| Exercise goal |
Search the records for the word "fields" and report each line that has it.

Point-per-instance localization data
=-=-=-=-=
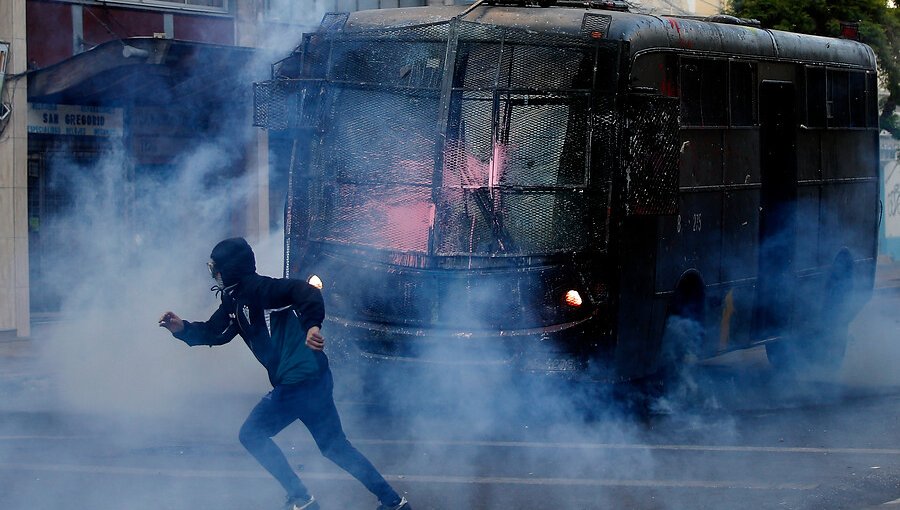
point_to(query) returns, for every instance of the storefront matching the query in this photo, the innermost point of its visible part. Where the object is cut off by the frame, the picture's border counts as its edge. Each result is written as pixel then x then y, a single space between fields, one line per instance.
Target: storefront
pixel 147 103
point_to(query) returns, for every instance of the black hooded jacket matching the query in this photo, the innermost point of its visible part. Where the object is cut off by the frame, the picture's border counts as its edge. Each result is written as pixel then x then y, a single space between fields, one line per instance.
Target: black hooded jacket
pixel 272 315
=-=-=-=-=
| Reply |
point_to(query) returns, for every instance of the storefront matching the query in this photo, the innermost point of its visible part. Where the object is cut off by the frame, the picture's border counts as its edge. Each result is written as pixel then x then y, a single space between fields, one line per instance.
point_to(query) returns, for every instance of the black hooded jacket matching the query in this photo, the innermost point of its visible part. Where the object is cut off by the frame, the picture's border counts as its edge. Each result is written as pixel then x then y, a single space between fields, one line per instance.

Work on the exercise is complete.